----- RECORDS TO USE
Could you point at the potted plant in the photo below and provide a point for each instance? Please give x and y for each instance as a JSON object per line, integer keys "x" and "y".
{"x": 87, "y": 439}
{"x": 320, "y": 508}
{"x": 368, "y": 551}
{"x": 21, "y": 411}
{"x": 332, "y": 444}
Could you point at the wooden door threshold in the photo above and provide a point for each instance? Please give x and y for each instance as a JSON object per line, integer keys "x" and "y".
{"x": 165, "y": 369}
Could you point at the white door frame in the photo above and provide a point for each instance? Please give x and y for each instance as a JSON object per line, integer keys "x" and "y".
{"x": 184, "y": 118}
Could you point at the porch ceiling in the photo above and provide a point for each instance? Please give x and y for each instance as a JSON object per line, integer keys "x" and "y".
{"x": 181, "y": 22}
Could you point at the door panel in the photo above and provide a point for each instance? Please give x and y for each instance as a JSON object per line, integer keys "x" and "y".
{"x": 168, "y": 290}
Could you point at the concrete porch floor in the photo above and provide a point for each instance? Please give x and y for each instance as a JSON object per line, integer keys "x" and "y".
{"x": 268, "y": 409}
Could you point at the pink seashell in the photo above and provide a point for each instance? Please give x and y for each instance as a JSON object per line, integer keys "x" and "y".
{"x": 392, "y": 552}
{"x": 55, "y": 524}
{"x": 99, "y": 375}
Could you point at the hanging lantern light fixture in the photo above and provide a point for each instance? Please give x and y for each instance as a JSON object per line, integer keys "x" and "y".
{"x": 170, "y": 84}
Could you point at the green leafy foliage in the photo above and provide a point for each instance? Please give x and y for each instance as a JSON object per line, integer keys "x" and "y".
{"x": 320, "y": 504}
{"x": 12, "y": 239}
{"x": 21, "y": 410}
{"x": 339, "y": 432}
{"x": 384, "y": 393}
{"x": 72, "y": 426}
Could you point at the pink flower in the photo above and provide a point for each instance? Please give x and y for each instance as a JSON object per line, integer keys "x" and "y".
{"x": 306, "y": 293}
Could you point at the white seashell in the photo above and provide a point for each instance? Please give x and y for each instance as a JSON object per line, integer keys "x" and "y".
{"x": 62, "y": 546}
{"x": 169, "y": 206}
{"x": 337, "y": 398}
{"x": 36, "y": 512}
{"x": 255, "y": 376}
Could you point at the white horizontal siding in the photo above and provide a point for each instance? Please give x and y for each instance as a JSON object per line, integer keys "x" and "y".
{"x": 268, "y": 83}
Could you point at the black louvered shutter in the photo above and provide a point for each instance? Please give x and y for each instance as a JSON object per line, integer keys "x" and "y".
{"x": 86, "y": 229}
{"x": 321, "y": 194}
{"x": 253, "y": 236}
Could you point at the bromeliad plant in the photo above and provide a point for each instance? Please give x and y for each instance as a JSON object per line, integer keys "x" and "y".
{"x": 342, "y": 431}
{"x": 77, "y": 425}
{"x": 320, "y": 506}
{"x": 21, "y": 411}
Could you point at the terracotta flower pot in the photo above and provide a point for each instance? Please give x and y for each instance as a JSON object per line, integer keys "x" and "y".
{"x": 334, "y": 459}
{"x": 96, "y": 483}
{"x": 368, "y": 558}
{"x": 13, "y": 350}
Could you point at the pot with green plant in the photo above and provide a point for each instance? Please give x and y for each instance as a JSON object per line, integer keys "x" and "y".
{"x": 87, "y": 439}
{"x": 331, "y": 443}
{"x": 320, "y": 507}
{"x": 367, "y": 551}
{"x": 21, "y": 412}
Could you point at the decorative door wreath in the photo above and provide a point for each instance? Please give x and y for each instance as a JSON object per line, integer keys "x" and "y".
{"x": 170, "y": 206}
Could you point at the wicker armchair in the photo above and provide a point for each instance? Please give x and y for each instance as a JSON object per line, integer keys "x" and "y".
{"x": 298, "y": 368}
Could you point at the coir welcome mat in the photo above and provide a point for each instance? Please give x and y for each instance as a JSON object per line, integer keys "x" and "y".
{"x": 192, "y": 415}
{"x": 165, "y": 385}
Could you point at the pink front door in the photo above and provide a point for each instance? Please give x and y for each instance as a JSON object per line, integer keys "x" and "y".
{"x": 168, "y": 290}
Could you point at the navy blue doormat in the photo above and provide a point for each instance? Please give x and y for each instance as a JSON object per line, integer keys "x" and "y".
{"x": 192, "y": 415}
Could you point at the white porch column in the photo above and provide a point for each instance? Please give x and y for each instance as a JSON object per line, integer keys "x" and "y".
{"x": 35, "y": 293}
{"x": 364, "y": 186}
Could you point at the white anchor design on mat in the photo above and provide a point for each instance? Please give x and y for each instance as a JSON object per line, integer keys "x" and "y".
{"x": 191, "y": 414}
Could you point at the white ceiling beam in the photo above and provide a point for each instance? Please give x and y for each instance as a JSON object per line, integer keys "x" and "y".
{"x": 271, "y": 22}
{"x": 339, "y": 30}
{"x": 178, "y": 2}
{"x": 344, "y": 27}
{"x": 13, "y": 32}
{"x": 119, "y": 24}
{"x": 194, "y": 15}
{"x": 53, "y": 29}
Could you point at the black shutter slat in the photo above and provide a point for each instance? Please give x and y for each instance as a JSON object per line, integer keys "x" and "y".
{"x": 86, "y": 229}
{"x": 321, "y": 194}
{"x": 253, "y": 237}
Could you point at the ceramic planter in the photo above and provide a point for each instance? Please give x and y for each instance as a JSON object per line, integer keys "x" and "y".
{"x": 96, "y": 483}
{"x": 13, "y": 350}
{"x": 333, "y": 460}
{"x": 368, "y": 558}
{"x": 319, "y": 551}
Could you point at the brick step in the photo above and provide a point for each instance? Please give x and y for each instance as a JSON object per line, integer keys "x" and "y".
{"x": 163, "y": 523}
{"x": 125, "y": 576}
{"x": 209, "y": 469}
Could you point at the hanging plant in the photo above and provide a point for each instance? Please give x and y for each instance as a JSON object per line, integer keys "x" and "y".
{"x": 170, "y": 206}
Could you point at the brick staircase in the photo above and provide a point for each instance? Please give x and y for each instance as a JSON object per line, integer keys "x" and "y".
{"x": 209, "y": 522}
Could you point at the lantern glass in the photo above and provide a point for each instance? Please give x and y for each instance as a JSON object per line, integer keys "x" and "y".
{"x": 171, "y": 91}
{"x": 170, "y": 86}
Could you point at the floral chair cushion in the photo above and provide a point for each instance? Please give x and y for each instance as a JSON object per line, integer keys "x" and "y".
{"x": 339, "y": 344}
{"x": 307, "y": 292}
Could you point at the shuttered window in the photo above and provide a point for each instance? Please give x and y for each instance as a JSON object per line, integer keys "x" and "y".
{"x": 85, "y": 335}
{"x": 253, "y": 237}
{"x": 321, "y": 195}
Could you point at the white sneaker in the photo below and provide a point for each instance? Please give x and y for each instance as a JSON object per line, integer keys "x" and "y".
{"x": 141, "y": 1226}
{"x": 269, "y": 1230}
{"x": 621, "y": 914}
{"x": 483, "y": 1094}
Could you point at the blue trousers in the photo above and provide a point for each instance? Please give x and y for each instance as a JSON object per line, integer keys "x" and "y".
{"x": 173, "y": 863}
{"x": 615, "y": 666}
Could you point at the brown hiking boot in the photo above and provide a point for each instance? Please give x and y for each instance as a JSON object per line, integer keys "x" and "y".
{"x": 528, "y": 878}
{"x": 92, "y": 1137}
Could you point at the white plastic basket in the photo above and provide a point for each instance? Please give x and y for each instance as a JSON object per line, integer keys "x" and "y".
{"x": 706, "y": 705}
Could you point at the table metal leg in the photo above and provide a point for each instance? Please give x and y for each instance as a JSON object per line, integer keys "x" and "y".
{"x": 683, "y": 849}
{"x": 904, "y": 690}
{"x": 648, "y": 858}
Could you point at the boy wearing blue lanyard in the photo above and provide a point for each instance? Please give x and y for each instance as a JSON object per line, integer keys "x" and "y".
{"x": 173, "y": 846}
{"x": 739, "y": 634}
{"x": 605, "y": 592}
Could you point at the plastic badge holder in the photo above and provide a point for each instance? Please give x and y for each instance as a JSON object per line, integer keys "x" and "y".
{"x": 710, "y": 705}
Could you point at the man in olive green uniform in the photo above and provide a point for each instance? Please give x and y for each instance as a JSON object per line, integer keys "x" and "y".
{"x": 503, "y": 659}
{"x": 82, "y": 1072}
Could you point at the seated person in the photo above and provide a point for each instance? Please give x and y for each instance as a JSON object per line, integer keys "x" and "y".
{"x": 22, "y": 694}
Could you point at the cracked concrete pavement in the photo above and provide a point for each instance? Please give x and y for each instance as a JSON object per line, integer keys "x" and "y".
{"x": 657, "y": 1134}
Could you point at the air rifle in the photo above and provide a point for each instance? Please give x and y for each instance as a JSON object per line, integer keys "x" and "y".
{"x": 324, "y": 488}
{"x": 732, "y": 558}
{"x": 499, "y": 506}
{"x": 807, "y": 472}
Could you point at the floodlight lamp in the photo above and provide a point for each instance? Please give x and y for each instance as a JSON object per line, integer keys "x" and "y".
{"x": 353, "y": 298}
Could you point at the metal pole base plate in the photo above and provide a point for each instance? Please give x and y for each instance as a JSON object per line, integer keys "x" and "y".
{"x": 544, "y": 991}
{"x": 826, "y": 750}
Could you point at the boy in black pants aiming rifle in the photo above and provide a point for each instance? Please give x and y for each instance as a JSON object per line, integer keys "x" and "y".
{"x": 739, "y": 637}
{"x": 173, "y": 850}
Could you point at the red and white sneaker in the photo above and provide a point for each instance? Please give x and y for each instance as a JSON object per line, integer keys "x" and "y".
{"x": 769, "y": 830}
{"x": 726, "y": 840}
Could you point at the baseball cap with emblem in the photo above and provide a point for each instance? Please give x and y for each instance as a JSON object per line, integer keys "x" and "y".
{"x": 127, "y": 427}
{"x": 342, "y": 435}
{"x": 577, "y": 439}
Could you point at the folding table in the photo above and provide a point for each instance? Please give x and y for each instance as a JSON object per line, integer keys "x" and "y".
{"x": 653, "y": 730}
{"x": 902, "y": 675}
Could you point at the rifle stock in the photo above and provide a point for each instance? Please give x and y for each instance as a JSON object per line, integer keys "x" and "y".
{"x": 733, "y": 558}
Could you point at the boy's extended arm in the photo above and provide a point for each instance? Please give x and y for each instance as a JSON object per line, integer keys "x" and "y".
----------
* _WORK TO BE COMPLETED_
Exact copies of the lines from the one holding "Could you point at the baseball" through the last line above, and only those, make up the answer.

* _RESULT OF THE EXERCISE_
Could you point at the baseball cap with emblem in the photo above and provide a point for each instance? Please give x and y for each instance as a JSON object per line, integer keys "x" and "y".
{"x": 127, "y": 427}
{"x": 342, "y": 435}
{"x": 577, "y": 439}
Could you point at the folding table in the photo above and provide a point for each instance? Please give x and y for each instance as a JSON object per line, integer keys "x" and "y".
{"x": 653, "y": 730}
{"x": 902, "y": 675}
Could you point at the rifle stock in the photo above and provide a point for each instance? Please give x and y for each instance as a JSON object per line, integer keys "x" and "y".
{"x": 733, "y": 558}
Could you point at the boy's extended arm in the photo above and provide a point for each instance? Please give x and y for each instance as a JSON object per line, integer keys "x" and "y".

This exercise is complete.